> _Exercise description_: Find every line below that contains the word "sneaker", paying attention to upper and lower case, and copy each of those lines in full.

===============

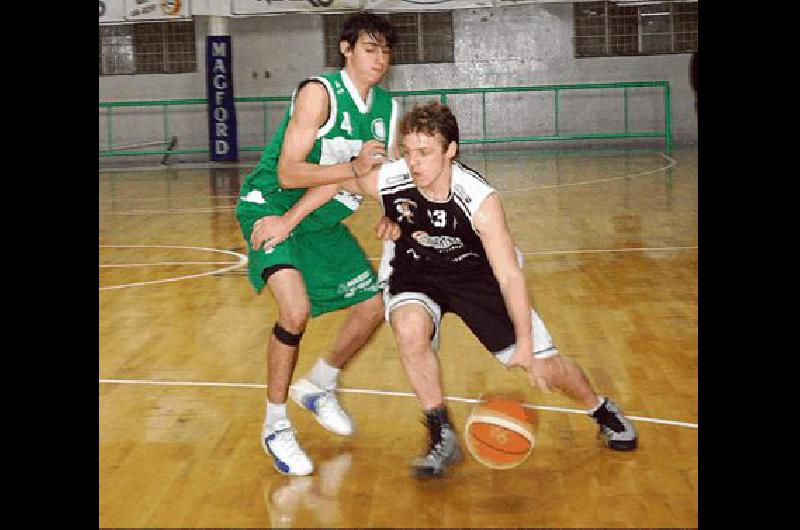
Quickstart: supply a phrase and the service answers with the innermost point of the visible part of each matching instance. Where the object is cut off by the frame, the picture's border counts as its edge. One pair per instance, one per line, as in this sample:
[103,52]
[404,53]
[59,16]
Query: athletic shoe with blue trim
[617,432]
[279,443]
[323,404]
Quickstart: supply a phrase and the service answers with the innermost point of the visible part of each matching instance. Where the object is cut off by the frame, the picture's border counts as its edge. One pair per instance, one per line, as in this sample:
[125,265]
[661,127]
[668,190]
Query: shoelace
[285,441]
[436,450]
[328,400]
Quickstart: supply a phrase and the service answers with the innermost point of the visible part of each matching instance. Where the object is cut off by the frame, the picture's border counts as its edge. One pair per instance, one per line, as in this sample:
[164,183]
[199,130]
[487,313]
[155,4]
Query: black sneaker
[441,453]
[616,430]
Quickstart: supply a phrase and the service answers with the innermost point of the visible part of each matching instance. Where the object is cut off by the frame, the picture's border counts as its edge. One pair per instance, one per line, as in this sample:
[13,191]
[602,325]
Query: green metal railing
[442,94]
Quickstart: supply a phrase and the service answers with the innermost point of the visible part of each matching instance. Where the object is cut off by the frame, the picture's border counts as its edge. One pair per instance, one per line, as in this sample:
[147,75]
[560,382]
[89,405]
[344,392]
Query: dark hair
[373,25]
[429,119]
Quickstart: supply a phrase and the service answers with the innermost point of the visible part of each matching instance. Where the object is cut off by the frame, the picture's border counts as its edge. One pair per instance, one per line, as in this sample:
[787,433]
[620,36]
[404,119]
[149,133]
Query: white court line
[379,393]
[170,198]
[173,211]
[671,163]
[165,263]
[241,263]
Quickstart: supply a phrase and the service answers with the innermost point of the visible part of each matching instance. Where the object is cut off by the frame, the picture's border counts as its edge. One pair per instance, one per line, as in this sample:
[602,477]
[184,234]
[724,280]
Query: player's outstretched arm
[490,222]
[310,113]
[271,230]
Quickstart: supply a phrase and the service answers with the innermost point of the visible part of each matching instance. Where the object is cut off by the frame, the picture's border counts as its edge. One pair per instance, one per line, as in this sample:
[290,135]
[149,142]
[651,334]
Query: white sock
[324,375]
[274,413]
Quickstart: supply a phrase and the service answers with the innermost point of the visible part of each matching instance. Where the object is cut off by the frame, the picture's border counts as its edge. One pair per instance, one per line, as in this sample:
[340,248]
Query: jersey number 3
[438,218]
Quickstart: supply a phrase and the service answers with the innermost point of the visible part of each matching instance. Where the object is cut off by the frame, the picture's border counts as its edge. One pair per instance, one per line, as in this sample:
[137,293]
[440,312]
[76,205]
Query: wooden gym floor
[610,242]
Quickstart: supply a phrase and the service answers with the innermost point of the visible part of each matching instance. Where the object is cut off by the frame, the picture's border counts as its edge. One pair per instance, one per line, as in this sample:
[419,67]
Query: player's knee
[295,318]
[412,330]
[285,336]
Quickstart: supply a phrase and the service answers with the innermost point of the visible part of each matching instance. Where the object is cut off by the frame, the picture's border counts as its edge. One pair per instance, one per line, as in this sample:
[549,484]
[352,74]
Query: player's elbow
[511,279]
[286,176]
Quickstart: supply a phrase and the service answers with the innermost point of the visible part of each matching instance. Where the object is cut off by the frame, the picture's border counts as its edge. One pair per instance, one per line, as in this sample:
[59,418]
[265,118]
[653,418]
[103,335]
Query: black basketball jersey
[437,236]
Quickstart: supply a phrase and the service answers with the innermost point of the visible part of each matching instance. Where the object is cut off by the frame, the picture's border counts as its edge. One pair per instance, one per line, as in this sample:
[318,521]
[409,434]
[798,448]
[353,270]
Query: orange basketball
[499,433]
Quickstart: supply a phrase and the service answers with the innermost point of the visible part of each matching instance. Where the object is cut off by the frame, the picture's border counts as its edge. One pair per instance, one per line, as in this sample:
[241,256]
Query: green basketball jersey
[351,122]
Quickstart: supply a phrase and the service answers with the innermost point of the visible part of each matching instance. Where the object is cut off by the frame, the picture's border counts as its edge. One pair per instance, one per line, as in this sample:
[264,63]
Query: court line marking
[670,163]
[164,263]
[241,263]
[380,393]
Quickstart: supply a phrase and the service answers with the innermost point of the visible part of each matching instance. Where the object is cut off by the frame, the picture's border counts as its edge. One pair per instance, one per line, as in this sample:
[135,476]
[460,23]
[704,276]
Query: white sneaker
[323,404]
[280,443]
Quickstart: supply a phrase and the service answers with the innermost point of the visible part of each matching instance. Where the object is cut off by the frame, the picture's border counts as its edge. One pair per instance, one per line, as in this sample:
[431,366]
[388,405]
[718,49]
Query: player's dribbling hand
[269,231]
[523,357]
[387,229]
[372,153]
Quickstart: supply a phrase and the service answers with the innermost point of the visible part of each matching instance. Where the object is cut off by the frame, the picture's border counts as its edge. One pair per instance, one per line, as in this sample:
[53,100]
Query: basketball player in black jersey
[456,255]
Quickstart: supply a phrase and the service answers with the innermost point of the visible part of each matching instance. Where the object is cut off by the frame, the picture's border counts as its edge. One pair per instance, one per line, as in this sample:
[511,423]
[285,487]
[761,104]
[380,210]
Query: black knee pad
[286,337]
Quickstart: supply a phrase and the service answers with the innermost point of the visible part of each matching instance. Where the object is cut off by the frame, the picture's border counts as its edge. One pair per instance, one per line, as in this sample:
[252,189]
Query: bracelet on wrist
[353,169]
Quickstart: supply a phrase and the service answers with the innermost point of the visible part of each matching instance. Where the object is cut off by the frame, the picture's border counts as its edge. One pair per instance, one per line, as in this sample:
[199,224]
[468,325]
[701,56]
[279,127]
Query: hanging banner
[223,145]
[256,7]
[112,11]
[274,7]
[426,5]
[156,10]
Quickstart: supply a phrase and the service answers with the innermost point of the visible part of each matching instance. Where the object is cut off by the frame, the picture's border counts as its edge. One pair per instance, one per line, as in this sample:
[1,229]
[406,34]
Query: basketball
[499,433]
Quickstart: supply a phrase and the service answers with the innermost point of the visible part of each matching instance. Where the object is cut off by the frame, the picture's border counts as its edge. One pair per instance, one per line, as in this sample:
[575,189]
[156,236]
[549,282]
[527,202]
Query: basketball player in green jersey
[338,126]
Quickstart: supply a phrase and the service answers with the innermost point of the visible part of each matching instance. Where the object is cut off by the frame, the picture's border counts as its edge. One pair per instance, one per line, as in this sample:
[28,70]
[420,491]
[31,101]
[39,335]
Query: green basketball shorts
[335,270]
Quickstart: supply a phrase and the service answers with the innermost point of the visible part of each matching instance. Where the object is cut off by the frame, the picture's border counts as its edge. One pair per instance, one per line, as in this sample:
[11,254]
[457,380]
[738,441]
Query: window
[420,37]
[116,50]
[148,48]
[629,27]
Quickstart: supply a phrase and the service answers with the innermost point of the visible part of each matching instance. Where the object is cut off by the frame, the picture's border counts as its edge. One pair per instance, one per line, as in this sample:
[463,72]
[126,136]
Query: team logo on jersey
[440,243]
[458,189]
[406,209]
[379,129]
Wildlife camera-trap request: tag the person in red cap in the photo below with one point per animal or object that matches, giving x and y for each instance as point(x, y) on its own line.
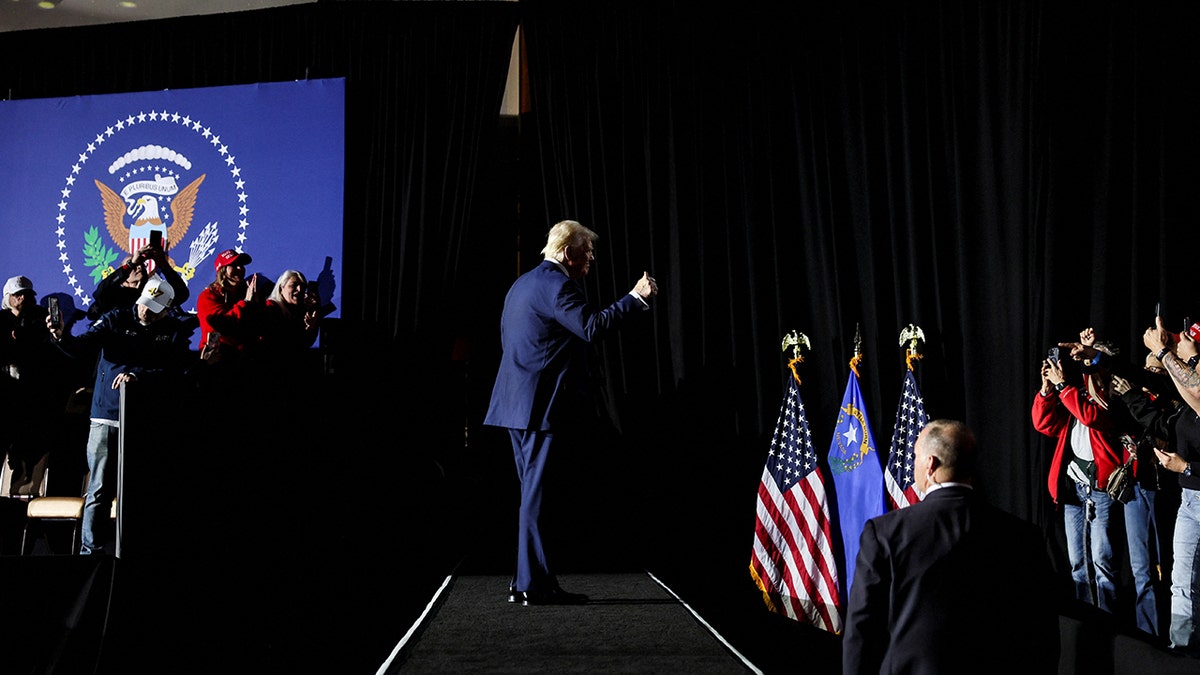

===============

> _Solution to this exercise_:
Query: black sneaker
Query: white sneaker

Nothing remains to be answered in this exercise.